** TASK LIST **
• A. Write out the part of the parsing discussion starting with "There are also" and going on through "of speech tagger.", switching "left-corner" to "bottom-up".
• B. According to the parsing discussion, what limits are usually applied when parsing large corpora?

** EXCERPT TO READ **

E.g., I implemented packing in the Alpino chart generator, and there are very
many edges with the same 'semantics' that can be packed, especially since
Alpino allows for a lot of optional punctuation, and there are often roots
plus subcategorization frames that give multiple inflections. With a beam
search, unpacking is a lot more efficient.

There are also many other possible optimizations. E.g. with a left-corner
parsers you can exclude left-corner spines that will probably not lead to a
probable parse (Van Noord, Learning Efficient Parsing, 2009, and other work).
And, of course, reduction of lexical ambiguity by restricting frames using a
part of speech tagger.

Still, even in this best-1, optimized scenario, _real-time_ parsing of long
sentences is still hard. So, when parsing large corpora we usually apply time
and space limits (which is easy to do in Sicstus Prolog, with good recovery).

Thanks for the link to the paper!

------
AlexMuir
This is exactly the sort od thing that makes a trip to HN worthwhile! Very
cool, Thanks to high-school latin I was able to make a bit of sense of the
table of parts of speech. Shame I haven't got a use for it ATM.

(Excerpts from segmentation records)
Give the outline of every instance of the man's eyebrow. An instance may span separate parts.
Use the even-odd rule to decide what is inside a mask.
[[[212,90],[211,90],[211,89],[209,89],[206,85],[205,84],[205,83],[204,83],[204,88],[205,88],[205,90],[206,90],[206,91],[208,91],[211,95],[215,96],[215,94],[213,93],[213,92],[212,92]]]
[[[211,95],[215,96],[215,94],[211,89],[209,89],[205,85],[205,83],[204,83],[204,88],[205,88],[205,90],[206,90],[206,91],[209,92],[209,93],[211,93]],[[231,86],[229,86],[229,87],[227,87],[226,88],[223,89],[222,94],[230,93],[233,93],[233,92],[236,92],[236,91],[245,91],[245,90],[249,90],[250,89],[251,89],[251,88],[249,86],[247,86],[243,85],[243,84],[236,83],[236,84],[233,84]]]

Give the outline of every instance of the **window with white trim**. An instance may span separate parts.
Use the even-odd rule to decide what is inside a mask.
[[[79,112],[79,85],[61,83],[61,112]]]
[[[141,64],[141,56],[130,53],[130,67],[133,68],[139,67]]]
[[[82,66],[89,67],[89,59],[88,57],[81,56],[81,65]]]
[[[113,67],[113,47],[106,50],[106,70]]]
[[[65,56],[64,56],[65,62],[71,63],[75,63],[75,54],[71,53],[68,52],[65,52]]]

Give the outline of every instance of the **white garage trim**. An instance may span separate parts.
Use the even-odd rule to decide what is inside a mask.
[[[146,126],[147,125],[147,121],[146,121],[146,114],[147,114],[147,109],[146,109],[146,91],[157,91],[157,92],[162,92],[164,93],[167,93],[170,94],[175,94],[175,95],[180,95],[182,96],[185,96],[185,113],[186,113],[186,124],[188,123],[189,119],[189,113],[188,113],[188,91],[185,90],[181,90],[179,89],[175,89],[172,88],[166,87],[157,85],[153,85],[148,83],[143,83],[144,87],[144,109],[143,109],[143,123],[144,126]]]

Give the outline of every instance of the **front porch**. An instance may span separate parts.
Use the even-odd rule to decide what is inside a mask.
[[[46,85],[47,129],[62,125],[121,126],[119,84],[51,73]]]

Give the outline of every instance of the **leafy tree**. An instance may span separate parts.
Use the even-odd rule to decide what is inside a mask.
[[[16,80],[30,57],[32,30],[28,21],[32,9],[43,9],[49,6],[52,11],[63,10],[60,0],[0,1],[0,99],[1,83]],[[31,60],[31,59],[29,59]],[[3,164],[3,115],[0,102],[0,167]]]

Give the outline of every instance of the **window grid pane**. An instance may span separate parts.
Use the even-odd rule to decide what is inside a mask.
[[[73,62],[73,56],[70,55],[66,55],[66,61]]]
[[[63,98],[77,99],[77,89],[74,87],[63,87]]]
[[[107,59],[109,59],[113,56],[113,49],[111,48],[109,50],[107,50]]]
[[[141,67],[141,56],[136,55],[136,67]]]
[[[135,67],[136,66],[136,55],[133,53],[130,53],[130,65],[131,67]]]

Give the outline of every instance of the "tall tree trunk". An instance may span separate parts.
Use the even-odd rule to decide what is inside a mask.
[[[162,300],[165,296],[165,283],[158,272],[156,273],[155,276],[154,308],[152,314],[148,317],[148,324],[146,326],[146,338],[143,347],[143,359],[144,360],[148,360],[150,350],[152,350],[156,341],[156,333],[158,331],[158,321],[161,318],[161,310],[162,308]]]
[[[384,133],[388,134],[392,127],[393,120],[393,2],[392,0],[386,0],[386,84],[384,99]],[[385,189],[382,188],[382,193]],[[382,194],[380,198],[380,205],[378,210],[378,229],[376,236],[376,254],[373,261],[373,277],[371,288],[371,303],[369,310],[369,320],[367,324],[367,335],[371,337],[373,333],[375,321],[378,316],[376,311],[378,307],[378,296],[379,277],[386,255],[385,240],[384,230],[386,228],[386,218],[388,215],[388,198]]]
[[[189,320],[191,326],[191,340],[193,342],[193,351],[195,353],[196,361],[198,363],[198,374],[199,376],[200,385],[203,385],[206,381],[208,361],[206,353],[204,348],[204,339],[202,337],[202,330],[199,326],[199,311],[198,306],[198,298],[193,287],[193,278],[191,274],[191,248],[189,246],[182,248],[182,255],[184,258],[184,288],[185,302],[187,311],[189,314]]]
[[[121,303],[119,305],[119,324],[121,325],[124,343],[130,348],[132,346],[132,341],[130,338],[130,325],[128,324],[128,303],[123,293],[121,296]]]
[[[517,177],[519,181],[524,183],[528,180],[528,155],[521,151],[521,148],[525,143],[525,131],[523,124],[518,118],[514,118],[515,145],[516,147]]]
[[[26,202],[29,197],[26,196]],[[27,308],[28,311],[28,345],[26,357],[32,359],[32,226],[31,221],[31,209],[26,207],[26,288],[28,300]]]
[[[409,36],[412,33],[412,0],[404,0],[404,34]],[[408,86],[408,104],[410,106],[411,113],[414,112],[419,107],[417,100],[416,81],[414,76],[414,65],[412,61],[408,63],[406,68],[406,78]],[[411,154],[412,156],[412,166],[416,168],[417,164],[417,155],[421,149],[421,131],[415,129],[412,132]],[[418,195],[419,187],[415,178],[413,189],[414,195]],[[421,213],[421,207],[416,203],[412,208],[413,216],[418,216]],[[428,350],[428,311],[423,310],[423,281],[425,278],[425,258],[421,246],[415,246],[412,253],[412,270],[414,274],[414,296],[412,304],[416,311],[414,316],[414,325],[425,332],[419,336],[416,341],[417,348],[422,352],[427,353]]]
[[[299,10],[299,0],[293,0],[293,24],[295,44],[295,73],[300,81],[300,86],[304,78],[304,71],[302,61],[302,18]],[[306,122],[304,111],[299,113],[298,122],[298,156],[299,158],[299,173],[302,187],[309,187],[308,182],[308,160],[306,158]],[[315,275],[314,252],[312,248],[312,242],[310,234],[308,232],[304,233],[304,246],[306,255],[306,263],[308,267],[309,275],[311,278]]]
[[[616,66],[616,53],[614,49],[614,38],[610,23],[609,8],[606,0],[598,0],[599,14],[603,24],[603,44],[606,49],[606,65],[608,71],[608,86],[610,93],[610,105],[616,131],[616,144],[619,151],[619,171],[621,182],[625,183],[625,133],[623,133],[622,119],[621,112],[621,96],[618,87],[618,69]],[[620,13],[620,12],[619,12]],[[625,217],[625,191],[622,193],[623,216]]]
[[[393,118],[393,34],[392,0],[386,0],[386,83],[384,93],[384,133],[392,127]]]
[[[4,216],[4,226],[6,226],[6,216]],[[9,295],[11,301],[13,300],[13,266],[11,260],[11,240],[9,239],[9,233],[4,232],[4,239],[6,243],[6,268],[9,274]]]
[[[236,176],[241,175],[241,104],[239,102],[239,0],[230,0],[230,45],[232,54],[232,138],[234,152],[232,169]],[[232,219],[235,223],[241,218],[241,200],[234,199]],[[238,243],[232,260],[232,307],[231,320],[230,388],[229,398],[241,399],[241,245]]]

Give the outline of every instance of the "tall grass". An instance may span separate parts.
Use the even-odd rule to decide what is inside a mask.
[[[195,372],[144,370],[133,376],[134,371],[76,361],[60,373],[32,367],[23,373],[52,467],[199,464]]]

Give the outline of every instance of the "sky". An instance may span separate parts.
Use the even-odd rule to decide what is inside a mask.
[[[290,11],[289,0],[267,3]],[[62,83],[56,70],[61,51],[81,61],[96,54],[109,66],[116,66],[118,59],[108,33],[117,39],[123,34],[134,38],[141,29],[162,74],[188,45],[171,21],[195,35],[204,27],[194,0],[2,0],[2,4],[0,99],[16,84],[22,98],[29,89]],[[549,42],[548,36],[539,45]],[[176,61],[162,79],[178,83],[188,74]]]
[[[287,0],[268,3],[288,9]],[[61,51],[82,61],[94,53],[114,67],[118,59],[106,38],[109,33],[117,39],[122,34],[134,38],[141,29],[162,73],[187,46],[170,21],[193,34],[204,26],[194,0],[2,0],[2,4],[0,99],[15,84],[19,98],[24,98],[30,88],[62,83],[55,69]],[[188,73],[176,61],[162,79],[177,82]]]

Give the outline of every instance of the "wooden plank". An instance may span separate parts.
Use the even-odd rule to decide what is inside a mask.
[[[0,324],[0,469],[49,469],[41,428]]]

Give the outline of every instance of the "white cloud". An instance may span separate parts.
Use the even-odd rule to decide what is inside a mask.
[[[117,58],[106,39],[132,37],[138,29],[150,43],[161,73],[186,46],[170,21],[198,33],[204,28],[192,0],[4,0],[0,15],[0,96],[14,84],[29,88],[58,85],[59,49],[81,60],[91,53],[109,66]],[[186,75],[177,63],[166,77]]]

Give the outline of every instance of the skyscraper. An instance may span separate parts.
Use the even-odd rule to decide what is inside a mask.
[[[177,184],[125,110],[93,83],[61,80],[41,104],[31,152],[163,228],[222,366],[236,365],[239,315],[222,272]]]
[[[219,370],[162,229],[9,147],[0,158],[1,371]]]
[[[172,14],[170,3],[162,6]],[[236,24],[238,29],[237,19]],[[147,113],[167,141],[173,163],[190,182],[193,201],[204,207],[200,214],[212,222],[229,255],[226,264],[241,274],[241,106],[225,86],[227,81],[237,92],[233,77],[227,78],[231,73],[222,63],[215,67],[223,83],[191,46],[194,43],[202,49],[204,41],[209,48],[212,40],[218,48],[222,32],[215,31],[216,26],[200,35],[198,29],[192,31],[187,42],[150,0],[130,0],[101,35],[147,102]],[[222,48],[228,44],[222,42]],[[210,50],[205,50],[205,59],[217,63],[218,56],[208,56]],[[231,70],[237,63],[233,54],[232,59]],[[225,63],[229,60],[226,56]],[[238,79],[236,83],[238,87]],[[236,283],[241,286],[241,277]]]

** RESULTS OF THE TASKS **
• A.
There are also many other possible optimizations. E.g. with a bottom-up
parsers you can exclude bottom-up spines that will probably not lead to a
probable parse (Van Noord, Learning Efficient Parsing, 2009, and other work).
And, of course, reduction of lexical ambiguity by restricting frames using a
part of speech tagger.

• B. Time and space limits.